» **TASK SET**:
1. Using the article about Carver, decide whether each statement agrees with it: (a) Carver went to college with several employees on the Lolo; (b) the first fuel project is a 3,000-acre burned area; (c) Carver's detail was to last until June 1. Answer yes or no for each and quote the words that decide it.
2. In the article about Carver, which four national forests does Carver say he already has internal relationships on?
3. Restate the passage of the article about Carver between "Now that he" and "business moving forward.", inclusive, with "Acting District Ranger" changed to "Interim District Ranger".

» **EXTRACT**:
- Opening Delimiter -
Over the furlough, the urgent need was facilitating the Rich Ranch, the Seeley Lake Driftriders and Race to the Sky's activities going in the midst of an active timber sale.

Now that he is in place as the Acting District Ranger, he is putting health and safety first, working on internal and external relationships and keeping business moving forward.

"I've been dealing with the urgent based on those three principles so that campgrounds open on time and local businesses can count on certain services happening," said Carver.

Carver said he is relying on internal and external relationships during his time on the Seeley Lake Ranger District.

"Relationships are banks and you put a lot of effort into them and sometimes you have to take some out," said Carver. "If you are going to get something done, the only way you do it is through relationships."

Carver said he has a lot of internal relationships already on the Lolo, Flathead, Bitterroot and the Kootenai National Forests and knows the three to five year plan for all four forests. He also went to college with several employees on the Lolo and on the Seeley Lake District.

"If I don't have the knowledge, generally I know where to find it," said Carver.

Along with ensuring daily District operations continue and the District is setup for the summer months, Carver hopes to start the implementation of three fuel projects focusing on the WUI against private land, providing timber product to the mill, managing fuels with new tools and working with the District's partners and DNRC.

The first project is a 3,000-acre unburned area adjacent to private land in Kozy Korner. The second is around the West Side Bypass in the direct line of sight if a fire came from the west.

The third project is removing the trees that are dying due to insect and disease from the latent effects of the Liberty Fire. This is an effort to proactively manage the area.

"The point for targeting some of these projects is to give ourselves a better chance of defending the town, inserting firefighters safety and [adding] fuel breaks so if we got another Rice Ridge situation, we are in a better situation to fight it," said Carver. "If I can get at least a concept around these three projects, we can talk about allocating resources to them and then fit them into the program of work."

Even though the Lolo National Forest has yet to utilize the Good Neighbor Authority under the Farm Bill, the Kootenia National Forest has already done some projects under the Authority. Carver said he will draw on the Koonenia's resources to help pave the way for the District to work with the DNRC and utilize the tools offered in the $1.3 trillion Omnibus Bill passed by Congress last March.

"[The Forest Service] is working with DNRC at least locally, at a level like we have never worked with them outside of fire. All Lands that Governor Bullock put in place has [also] set the table for us to do great things between the DNRC and Forest Service," said Carver. "But it is a lot of change and different ways of looking at things and doing things that will unnerve a community like Seeley that is so dependant on the business that spawns from that land."

Carver said a huge part of the Omnibus Bill was collaboration. He recognizes the collaboration between all the stakeholders with the Seeley Lake Ranger District under Tim Love's and Rachel Fiegley's leadership and looks forward to continuing those relationships.

"The whole idea is taking bigger swathes in the wildland urban interface [across all land ownership] where the effects are well known and there is large collaboration," said Carver.

Carver acknowledged that he needs to work with the community and while the answer may not always be yes, "you can work on the maybes within the space we have to work in and maybe you can accommodate some [requests]."

Carver asks the community for patience with all the changes. The new Forest Supervisor for the Lolo National Forest has been hired and Carver is unsure how the furlough will affect the length of his detail that was suppose to last until May 1.

"The things that are going to get us through it is the relationships," said Carver. "The only way to go is 110 percent, especially in a time of change. The opportunity is now."
- Closing Delimiter -
(Collected data entries)
- Opening Delimiter -
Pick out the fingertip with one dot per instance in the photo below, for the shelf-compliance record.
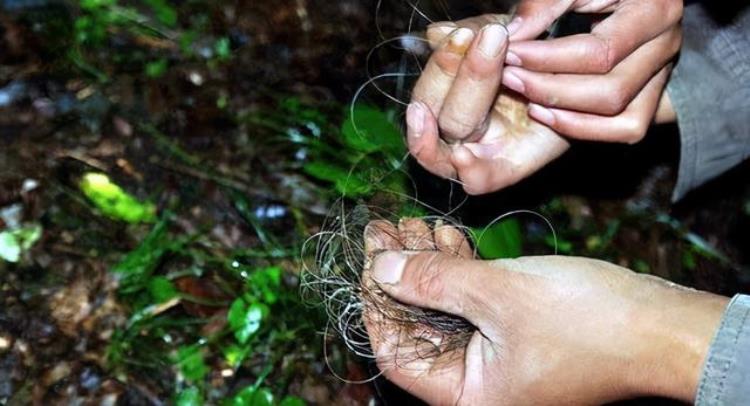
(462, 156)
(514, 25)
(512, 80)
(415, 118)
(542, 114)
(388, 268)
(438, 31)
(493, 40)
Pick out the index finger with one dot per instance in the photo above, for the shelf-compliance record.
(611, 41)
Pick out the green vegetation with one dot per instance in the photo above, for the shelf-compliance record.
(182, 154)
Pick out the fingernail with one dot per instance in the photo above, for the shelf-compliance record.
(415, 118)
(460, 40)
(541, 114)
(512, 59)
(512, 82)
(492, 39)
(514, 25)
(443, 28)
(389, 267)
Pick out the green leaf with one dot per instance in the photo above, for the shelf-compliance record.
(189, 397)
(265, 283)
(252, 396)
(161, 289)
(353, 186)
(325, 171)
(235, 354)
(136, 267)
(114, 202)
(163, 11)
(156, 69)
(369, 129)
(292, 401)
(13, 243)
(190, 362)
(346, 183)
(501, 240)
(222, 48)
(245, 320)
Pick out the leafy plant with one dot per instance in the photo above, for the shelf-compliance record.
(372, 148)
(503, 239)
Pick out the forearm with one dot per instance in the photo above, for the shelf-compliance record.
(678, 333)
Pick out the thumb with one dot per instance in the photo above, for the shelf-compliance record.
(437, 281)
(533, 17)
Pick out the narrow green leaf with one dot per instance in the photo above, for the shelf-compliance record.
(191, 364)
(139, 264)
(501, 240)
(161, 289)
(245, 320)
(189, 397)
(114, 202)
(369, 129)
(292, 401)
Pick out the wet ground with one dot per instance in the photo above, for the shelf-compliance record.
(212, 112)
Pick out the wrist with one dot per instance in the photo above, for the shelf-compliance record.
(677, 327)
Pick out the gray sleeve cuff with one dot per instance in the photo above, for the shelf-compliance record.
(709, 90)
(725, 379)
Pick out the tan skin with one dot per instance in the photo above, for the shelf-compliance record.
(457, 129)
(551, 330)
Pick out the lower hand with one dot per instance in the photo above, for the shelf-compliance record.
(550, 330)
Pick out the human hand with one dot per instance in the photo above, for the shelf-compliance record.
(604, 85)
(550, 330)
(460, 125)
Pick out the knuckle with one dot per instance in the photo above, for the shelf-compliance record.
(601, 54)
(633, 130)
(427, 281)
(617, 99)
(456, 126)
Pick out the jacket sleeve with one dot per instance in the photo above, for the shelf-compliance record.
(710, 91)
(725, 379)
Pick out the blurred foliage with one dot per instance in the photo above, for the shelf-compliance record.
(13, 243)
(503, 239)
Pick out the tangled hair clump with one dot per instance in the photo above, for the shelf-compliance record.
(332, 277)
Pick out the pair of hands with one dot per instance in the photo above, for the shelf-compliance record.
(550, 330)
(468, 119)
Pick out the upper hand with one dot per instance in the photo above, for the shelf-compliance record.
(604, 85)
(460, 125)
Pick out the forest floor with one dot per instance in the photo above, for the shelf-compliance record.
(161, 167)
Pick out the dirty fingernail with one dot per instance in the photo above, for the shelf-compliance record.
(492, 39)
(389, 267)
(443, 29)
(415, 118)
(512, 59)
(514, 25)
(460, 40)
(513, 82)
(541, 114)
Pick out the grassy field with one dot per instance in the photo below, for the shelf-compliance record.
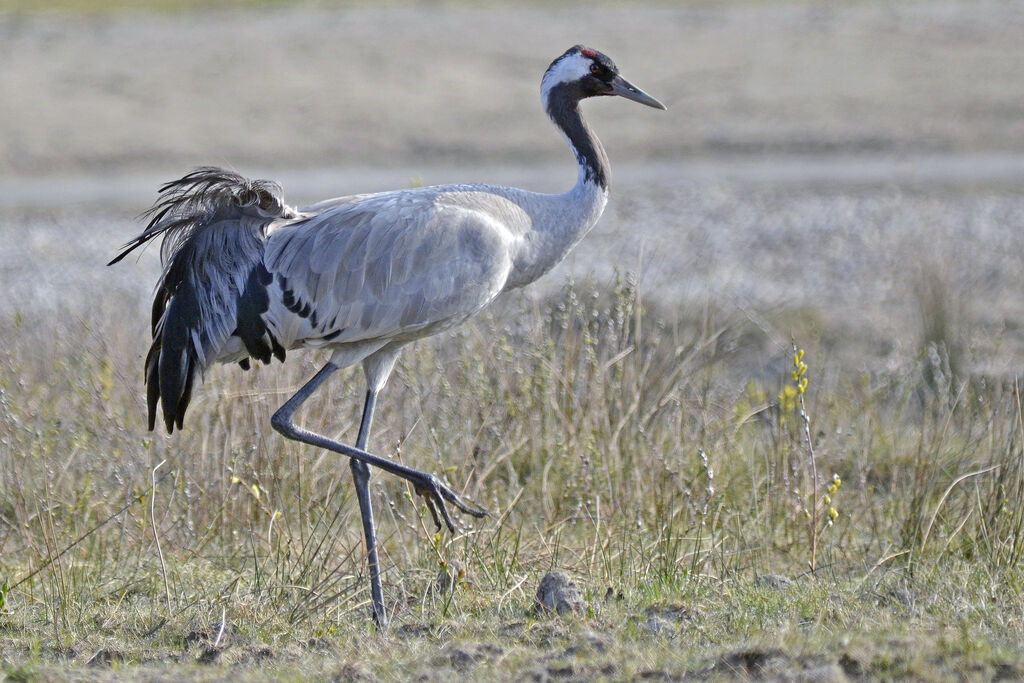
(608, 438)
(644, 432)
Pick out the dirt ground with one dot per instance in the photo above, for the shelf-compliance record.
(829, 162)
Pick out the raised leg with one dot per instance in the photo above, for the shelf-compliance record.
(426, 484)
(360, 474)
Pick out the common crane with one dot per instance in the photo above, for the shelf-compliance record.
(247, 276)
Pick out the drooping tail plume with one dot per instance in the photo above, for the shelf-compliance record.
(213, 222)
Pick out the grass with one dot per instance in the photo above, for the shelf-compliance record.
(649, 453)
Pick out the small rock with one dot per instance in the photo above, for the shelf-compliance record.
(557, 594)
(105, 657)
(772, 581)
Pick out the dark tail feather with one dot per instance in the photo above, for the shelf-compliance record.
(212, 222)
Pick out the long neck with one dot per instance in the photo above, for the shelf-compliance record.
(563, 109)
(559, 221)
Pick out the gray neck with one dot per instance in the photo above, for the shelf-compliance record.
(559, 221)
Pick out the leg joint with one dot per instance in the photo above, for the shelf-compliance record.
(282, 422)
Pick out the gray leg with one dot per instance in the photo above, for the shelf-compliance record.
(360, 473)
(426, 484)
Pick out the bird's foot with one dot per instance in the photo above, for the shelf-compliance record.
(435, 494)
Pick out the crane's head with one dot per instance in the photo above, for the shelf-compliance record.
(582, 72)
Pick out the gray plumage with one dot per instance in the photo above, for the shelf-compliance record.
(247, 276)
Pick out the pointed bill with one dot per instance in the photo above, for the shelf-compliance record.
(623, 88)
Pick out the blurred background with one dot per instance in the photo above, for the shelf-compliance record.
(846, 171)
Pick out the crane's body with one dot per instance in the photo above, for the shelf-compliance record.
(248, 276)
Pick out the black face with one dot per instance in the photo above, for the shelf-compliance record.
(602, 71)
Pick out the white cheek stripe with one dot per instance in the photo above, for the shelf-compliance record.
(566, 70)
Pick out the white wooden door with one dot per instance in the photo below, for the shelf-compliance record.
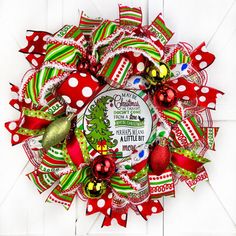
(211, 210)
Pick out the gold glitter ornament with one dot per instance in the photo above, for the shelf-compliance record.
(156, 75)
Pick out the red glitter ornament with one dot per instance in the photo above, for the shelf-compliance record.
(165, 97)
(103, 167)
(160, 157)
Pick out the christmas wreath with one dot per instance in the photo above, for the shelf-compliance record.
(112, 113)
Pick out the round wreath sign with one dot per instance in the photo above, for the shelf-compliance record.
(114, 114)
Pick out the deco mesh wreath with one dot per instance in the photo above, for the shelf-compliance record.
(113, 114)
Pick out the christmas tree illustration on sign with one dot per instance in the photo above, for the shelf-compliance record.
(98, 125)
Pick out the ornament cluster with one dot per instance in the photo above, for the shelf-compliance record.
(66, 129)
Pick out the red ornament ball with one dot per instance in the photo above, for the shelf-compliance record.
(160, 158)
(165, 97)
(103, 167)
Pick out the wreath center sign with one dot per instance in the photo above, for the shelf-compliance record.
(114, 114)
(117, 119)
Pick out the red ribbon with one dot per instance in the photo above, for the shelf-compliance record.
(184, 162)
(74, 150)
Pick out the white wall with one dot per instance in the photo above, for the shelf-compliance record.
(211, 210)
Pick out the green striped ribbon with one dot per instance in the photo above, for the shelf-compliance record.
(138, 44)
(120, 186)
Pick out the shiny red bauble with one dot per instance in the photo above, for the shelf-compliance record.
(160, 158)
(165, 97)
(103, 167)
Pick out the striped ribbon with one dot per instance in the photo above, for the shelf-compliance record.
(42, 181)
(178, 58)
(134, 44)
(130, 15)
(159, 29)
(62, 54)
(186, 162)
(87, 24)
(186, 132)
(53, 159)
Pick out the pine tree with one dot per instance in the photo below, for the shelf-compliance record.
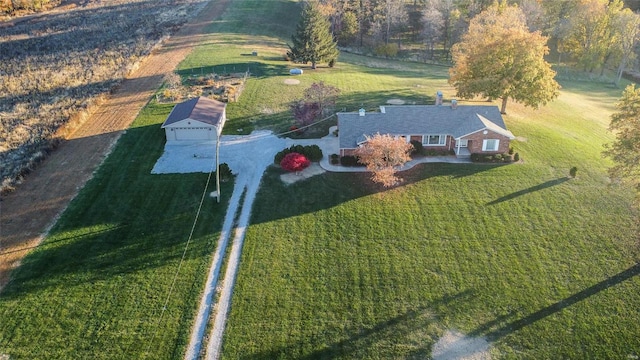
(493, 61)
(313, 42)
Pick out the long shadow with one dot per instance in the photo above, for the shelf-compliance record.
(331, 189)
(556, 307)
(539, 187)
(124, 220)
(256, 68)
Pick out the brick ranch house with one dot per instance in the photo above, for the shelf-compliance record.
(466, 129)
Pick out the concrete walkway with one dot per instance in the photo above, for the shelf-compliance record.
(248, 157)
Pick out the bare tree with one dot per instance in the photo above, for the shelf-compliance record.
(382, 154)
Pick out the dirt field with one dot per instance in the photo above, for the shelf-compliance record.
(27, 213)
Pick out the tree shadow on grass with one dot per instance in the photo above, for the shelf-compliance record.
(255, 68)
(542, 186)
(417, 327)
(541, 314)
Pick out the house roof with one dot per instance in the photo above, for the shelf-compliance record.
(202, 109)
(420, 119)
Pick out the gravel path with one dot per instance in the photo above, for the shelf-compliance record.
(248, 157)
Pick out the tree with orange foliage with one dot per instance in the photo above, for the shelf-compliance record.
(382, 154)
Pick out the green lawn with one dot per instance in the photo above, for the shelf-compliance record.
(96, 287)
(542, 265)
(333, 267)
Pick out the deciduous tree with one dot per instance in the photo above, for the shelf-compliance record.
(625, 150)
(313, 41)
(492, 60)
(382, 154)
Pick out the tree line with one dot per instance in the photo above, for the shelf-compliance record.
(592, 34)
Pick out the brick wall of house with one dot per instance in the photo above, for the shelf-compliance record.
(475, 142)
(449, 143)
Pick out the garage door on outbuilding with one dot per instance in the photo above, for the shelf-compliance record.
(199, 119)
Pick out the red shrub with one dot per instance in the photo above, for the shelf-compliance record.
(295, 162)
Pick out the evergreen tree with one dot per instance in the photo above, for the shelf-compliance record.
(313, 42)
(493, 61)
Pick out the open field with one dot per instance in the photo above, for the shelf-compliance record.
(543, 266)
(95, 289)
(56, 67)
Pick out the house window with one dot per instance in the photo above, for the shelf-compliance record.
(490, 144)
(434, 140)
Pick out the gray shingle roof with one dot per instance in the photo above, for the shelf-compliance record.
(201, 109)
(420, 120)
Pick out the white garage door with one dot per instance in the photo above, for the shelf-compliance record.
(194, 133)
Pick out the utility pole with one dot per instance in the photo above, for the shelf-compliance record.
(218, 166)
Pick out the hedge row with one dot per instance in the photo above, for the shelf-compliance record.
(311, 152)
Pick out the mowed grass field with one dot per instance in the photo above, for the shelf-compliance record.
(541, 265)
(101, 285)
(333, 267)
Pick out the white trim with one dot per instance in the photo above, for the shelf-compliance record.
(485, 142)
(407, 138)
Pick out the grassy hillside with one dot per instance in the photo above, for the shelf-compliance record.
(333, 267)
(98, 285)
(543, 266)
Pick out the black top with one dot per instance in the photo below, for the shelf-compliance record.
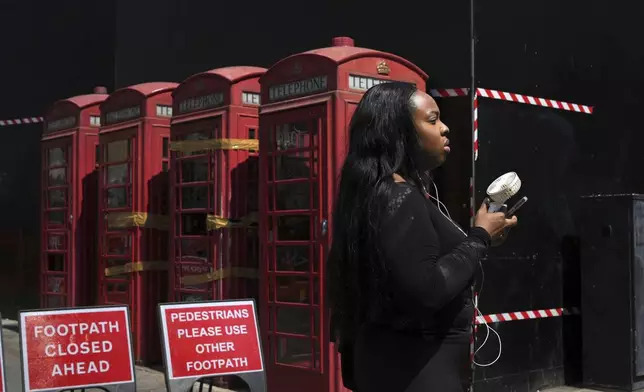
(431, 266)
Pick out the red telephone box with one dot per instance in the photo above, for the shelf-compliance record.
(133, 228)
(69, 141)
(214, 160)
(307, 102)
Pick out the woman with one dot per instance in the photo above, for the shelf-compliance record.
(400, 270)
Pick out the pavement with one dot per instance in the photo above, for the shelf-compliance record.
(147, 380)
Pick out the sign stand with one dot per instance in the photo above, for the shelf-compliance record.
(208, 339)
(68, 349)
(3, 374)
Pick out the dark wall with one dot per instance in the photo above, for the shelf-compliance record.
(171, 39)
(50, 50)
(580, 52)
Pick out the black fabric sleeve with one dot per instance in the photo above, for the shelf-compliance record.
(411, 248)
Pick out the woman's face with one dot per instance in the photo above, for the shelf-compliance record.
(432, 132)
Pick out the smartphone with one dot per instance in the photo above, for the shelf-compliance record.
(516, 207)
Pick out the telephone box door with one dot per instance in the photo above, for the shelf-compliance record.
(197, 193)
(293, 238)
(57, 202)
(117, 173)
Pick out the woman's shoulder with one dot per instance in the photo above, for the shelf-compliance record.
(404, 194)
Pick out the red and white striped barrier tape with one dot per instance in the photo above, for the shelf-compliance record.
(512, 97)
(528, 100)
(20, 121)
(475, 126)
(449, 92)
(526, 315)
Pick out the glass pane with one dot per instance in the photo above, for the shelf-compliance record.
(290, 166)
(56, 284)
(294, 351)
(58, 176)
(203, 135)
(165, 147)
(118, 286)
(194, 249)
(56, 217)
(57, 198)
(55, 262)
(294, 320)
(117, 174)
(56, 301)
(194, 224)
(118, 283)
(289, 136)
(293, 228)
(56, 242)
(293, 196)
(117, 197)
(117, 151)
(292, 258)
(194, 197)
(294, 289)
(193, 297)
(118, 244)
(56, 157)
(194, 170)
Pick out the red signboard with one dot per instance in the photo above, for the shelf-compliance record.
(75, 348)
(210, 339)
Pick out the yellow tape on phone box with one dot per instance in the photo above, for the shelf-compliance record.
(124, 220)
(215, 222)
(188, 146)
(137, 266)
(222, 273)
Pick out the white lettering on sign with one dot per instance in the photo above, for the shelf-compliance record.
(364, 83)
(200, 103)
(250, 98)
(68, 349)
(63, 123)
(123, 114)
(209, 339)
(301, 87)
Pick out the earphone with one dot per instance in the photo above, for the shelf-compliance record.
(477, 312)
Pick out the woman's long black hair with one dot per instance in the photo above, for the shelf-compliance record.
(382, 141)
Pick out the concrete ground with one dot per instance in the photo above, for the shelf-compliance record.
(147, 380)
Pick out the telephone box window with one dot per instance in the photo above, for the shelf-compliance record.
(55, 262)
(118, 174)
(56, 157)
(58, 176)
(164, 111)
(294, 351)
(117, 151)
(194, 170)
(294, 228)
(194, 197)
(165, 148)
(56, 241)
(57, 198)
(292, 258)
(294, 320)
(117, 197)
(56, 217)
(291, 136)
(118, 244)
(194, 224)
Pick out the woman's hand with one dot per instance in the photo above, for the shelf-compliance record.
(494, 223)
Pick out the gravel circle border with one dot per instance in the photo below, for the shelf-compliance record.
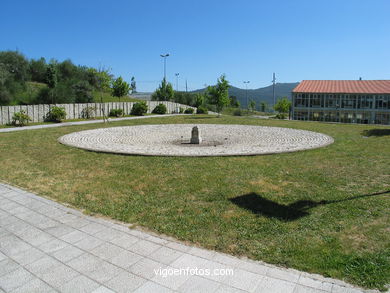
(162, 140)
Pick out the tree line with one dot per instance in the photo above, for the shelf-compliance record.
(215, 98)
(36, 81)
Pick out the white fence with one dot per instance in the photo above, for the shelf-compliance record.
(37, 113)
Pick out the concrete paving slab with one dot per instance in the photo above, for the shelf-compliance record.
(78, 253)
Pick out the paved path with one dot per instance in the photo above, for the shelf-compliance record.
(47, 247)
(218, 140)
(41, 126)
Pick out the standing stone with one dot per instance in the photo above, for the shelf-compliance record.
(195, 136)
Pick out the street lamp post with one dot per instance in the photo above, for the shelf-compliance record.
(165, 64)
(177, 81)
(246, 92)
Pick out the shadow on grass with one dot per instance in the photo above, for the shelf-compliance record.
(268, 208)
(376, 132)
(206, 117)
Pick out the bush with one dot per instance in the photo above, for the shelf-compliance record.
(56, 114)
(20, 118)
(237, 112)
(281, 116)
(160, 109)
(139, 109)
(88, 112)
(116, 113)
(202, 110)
- Closing Delimiter -
» **COMPLETED EXERCISE**:
1.
(a) Yes: "He also went to college with several employees on the Lolo and on the Seeley Lake District."
(b) No: "The first project is a 3,000-acre unburned area adjacent to private land in Kozy Korner."
(c) No: "his detail that was suppose to last until May 1."

2. The Lolo, Flathead, Bitterroot and Kootenai National Forests.

3.
Now that he is in place as the Interim District Ranger, he is putting health and safety first, working on internal and external relationships and keeping business moving forward.